[Start of Attachment]
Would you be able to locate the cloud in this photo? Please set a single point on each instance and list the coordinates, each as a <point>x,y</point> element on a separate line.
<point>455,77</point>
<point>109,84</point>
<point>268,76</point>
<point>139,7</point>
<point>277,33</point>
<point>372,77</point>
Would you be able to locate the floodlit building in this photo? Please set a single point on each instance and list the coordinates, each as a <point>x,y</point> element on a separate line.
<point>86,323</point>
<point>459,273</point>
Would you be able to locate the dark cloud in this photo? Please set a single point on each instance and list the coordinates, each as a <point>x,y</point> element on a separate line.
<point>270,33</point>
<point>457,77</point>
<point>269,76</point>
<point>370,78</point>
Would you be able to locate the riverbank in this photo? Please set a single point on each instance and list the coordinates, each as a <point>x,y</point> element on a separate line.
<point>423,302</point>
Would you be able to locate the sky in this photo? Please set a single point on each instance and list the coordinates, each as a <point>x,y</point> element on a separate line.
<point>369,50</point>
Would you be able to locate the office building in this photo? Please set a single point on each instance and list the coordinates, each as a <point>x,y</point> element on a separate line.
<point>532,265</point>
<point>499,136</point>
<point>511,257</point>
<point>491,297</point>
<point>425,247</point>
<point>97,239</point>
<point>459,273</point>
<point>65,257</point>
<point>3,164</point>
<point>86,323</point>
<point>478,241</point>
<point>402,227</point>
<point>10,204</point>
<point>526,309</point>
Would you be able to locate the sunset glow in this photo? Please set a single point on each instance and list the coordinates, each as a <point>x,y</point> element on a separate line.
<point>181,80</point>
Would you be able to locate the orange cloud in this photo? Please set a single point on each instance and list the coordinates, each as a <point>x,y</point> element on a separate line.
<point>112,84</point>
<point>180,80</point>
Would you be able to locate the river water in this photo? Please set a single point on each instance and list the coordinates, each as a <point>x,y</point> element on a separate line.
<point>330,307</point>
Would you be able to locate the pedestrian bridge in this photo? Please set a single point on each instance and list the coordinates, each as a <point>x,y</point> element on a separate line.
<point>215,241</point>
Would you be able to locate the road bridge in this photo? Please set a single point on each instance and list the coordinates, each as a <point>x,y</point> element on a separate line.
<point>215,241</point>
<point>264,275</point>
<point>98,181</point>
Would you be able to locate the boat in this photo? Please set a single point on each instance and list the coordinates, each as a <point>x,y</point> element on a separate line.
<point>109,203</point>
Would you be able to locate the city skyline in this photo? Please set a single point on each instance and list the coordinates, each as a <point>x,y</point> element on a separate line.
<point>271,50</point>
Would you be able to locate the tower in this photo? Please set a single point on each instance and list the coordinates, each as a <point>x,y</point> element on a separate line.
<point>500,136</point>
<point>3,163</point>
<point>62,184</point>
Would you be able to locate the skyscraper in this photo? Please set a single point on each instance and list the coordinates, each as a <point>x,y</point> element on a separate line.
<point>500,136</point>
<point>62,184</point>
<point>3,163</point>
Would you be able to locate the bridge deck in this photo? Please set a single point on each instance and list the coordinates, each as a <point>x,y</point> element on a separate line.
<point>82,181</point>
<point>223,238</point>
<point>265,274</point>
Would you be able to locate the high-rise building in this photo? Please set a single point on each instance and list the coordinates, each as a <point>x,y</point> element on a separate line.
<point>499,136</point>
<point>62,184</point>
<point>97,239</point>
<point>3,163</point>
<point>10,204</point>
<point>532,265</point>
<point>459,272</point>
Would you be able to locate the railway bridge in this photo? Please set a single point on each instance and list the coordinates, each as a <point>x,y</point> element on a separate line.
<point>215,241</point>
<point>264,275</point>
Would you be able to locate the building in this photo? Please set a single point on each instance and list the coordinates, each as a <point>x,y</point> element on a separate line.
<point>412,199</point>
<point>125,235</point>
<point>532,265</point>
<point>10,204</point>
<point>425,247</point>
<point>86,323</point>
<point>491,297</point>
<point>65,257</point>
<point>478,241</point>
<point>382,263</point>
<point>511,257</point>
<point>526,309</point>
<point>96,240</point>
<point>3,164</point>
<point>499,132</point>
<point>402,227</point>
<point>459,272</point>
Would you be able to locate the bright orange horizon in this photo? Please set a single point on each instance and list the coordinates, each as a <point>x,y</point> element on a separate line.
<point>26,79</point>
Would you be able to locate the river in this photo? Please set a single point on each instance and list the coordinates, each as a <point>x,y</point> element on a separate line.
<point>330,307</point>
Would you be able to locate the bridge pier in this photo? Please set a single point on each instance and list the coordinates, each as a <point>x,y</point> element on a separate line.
[End of Attachment]
◆ **EXERCISE DETAILS**:
Reproduce the full listing above, keeping every line intact.

◆ **TASK SOLUTION**:
Would you be able to locate the cloud in this photo? Please set a single point on each instance and list the coordinates, each as a <point>x,y</point> element on a separate line.
<point>455,77</point>
<point>109,84</point>
<point>268,76</point>
<point>139,7</point>
<point>277,33</point>
<point>372,77</point>
Would you be able to locate the floodlit building in this photo? Please set a single point on each instance and list the coordinates, each as a <point>x,y</point> element on a separate line.
<point>86,323</point>
<point>459,273</point>
Would you be able to locate the dark cloud in this photo? Please set a single point on each instance and list the coordinates, each as a <point>x,y</point> element on a separate line.
<point>270,33</point>
<point>457,77</point>
<point>269,76</point>
<point>370,78</point>
Would you be able to locate the riverbank in this photo? Please set a single point on each instance and list the coordinates, each as a <point>x,y</point> element on a separate line.
<point>423,302</point>
Would you be able to locate the sky in this photo? Please set a single point on each instance and list the coordinates, each as a <point>x,y</point> element on a separate line.
<point>369,50</point>
Would you be able to locate the office building in this photo? Please set a single point on each instance and list the coordinates, each as a <point>x,y</point> element on a separate line.
<point>532,265</point>
<point>499,136</point>
<point>511,257</point>
<point>491,297</point>
<point>425,247</point>
<point>97,239</point>
<point>459,273</point>
<point>65,257</point>
<point>3,164</point>
<point>86,323</point>
<point>478,241</point>
<point>402,227</point>
<point>10,204</point>
<point>526,309</point>
Would you be able to locate the sunset glow in this photo? Please set a single point on each instance and list the coordinates, each as a <point>x,y</point> element on a separate line.
<point>181,80</point>
Would you be able to locate the orange cloud in this photo? Please set a single point on each instance and list the coordinates, each as a <point>x,y</point> element on a separate line.
<point>112,84</point>
<point>180,80</point>
Would you be able to locate the river water in this photo? Please set a single point on each instance and list the coordinates, each as a <point>x,y</point> element on a separate line.
<point>330,307</point>
Would you be able to locate the pedestrian bridge in this photo? Please set a single point on each instance and list the coordinates, each as a <point>x,y</point> element on a separate line.
<point>215,241</point>
Would you be able to locate the road bridge in this photo? Please set a single point on each instance and list the coordinates, each as a <point>x,y</point> element on a separate line.
<point>215,241</point>
<point>264,275</point>
<point>98,181</point>
Would you be able to locate the boat in this photo? Please set a single point on each instance and list the coordinates, each as a <point>x,y</point> element on a separate line.
<point>109,203</point>
Would you be able to locate the city skyline in this photo? Please set a single point on each instance and list the coordinates, each as a <point>x,y</point> element on a separate line.
<point>271,50</point>
Would you be able to locate the tower in this photo? Please set a single point on each instance and list the coordinates, each as a <point>x,y</point> element on a separate line.
<point>500,136</point>
<point>3,163</point>
<point>62,184</point>
Would you be able to locate the skyscraper in this photo? Please set a single point on each instance and list the coordinates, each as a <point>x,y</point> element on a separate line.
<point>500,136</point>
<point>62,184</point>
<point>3,163</point>
Would you be able to locate the bridge deck in this photo? Please set a single point on each instance and list the coordinates, each as a <point>x,y</point> element on a separate line.
<point>82,181</point>
<point>223,238</point>
<point>265,274</point>
Would you be able to locate the high-rise building in this photo? Please set a single point on each instance and list the coordinates, each as a <point>x,y</point> element on a separate line.
<point>499,136</point>
<point>62,184</point>
<point>97,239</point>
<point>3,163</point>
<point>10,204</point>
<point>532,265</point>
<point>459,272</point>
Would you be able to locate the railway bridge in this photo? Please set a single point on each instance and list the coordinates, each as a <point>x,y</point> element on a separate line.
<point>215,241</point>
<point>264,275</point>
Would you be able to locate the building in this photo? Please set a single point on each instance and list the coordinates, each as a <point>x,y</point> element on a separate line.
<point>412,199</point>
<point>125,235</point>
<point>532,265</point>
<point>10,204</point>
<point>425,247</point>
<point>86,323</point>
<point>491,297</point>
<point>65,257</point>
<point>478,241</point>
<point>382,263</point>
<point>511,257</point>
<point>526,309</point>
<point>96,240</point>
<point>3,164</point>
<point>499,132</point>
<point>402,227</point>
<point>459,272</point>
Would you be able to locate the bright orange horizon in this photo? Please set a single point on each instance and list the coordinates, each as a <point>x,y</point> element on a separate line.
<point>26,79</point>
Would you be able to locate the river in this photo? Please set a single point on each instance and list the coordinates, each as a <point>x,y</point> element on a separate line.
<point>330,307</point>
Would you be able to locate the bridge pier in this photo? Please set a single point on each instance and list the coordinates, each as a <point>x,y</point> element on a separate line.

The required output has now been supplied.